• BRANO PROPOSTO:

++++++++++

Tali dittature avevano realizzato una vera e propria impresa criminale, denominata “Piano Condor”, un accordo di cooperazione tra i servizi di sicurezza di vari paesi per catturare e far sparire attivisti, dissidenti e oppositori politici.
Fra i condannati c’è anche Jorge Nestor Troccoli, l’unico attualmente residente in Italia, ritenuto membro dell’intelligence uruguayana legata all’allora dittatura del suo paese.
Sono state confermate le condanne emesse in primo grado per l’ex presidente boliviano Luis García Meza Tejada, deceduto nel 2018: Luis Arce Gómez, ministro dell’Interno della Bolivia; Juan Carlos Blanco, ex ministro degli Esteri dell’Uruguay; il cileno Jeronimo Hernan Ramirez Ramirez; e l’ex presidente peruviano Francisco Rafael Cerruti Bermudez.

++++++++++

• MATERIALE FORNITO:
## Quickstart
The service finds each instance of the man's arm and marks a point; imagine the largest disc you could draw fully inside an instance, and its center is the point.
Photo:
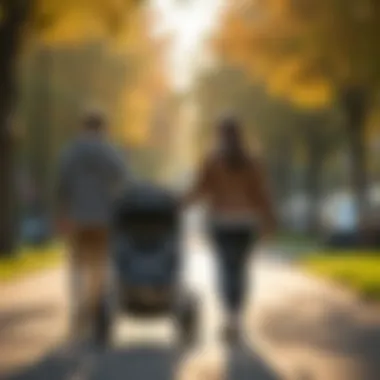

++++++++++

• SFIDA: Prosegui il brano sul processo per il Piano Condor partendo dall'ultima frase. I dati non hanno niente a che fare con il brano.

• RISULTATO:
La sentenza, che auspichiamo verrà confermata in Cassazione, ha un’importanza storica: dopo quattro decenni l’ostinazione e il coraggio dei sopravvissuti e dei familiari degli scomparsi ha avuto ragione di fronte all’impunità, che aveva parzialmente retto in primo grado.
Da parte di Amnesty International Italia, grande soddisfazione e un enorme apprezzamento a tutte le persone che hanno reso possibile, a distanza di tanto tempo, celebrare il processo e ottenere questo importantissimo verdetto.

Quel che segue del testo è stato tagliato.